● **Given text**
☆ ☆ ☆ ☆ ☆

From his perch in Yemen, Awlaki posed multiple threats. Because the Yemeni government was weak, or at times even complicit with the jihadists, he and his AQAP fellows had the operational freedom to plan sophisticated attacks directed at the United States. While other affiliates also had more freedom to maneuver, they focused on their locality and their region — so al Qaeda in the Islamic Maghreb hits sites in Algeria and its neighbors but has not tried to hit the U.S. homeland. AQAP, too, had been focused primarily on Yemen and its neighbor Saudi Arabia, and for many years limited the scope of its operations. This changed in 2009, however, and Awlaki deserves much of the blame. With his death, we can hope that AQAP might again devote itself exclusively to attacks in Yemen and the region — though perhaps we cannot count on it.
Just as importantly, Awlaki tried to inspire Muslims in the United States and the West in general to take up arms. As an American, he knew U.S. culture and values and how to play on these far more effectively than other al Qaeda figures. The plodding rhetoric of bin Laden successor Ayman al-Zawahiri comes off flat in translation, but Awlaki’s excellent English was far more compelling. He could speak to figures like Hasan in a way other al Qaeda leaders could not.

☆ ☆ ☆ ☆ ☆

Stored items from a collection
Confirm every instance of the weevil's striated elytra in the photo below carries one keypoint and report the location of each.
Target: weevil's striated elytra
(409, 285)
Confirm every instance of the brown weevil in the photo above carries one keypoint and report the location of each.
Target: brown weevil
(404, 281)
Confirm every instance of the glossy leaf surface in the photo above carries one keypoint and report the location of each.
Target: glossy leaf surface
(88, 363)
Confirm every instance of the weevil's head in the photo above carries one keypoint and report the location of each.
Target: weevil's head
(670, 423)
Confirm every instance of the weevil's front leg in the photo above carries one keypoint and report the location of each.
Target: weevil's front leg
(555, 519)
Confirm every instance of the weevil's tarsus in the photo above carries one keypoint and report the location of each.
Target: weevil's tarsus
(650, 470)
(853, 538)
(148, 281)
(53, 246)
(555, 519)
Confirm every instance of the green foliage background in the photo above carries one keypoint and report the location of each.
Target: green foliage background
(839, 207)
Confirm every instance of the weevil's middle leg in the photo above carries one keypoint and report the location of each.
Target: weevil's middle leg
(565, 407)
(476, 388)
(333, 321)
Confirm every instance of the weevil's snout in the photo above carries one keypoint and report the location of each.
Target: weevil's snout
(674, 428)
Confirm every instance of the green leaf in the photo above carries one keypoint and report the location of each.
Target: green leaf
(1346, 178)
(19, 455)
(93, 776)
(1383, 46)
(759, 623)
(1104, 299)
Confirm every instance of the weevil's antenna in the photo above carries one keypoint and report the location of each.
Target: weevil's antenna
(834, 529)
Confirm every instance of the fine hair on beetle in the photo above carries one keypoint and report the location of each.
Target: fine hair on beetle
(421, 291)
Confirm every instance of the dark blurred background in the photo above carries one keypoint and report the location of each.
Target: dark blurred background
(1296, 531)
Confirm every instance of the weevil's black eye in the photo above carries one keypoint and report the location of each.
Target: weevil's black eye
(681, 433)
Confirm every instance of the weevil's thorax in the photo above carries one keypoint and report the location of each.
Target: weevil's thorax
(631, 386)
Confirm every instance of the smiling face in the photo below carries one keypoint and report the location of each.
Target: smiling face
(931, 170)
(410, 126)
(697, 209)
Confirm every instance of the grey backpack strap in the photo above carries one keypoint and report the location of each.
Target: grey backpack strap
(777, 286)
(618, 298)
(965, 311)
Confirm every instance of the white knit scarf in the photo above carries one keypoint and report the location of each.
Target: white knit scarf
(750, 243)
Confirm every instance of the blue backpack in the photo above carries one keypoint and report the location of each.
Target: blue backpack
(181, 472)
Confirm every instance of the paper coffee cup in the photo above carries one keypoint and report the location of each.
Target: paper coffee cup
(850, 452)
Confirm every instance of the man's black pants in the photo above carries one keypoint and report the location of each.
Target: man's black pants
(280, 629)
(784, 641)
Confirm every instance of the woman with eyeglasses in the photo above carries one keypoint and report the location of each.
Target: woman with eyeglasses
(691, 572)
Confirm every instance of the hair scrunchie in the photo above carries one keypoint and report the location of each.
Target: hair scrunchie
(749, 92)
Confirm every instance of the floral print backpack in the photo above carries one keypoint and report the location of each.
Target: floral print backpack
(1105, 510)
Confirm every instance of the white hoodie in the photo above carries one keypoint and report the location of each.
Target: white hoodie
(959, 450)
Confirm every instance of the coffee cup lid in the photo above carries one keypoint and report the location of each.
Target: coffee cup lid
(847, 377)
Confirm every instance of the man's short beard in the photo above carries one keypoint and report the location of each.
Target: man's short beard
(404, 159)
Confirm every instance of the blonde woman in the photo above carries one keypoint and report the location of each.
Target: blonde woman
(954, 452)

☆ ☆ ☆ ☆ ☆

● **Exercises to complete**
1. Retype the Awlaki passage, starting with "Just as importantly, Awlaki" and going on through "leaders could not.".
2. According to the Awlaki passage, which al Qaeda affiliate hits sites in Algeria and its neighbors?
3. Using the Awlaki passage, decide whether each statement agrees with it, and quote the deciding words: (a) Al Qaeda in the Islamic Maghreb has tried to strike the U.S. homeland. (b) Awlaki's English was more compelling than Zawahiri's rhetoric. (c) The Yemeni government was strong.
The records come from a separate source.

● **Complete answers**
1.
Just as importantly, Awlaki tried to inspire Muslims in the United States and the West in general to take up arms. As an American, he knew U.S. culture and values and how to play on these far more effectively than other al Qaeda figures. The plodding rhetoric of bin Laden successor Ayman al-Zawahiri comes off flat in translation, but Awlaki’s excellent English was far more compelling. He could speak to figures like Hasan in a way other al Qaeda leaders could not.

2. Al Qaeda in the Islamic Maghreb.

3.
(a) No: "but has not tried to hit the U.S. homeland"
(b) Yes: "Awlaki’s excellent English was far more compelling"
(c) No: "Because the Yemeni government was weak"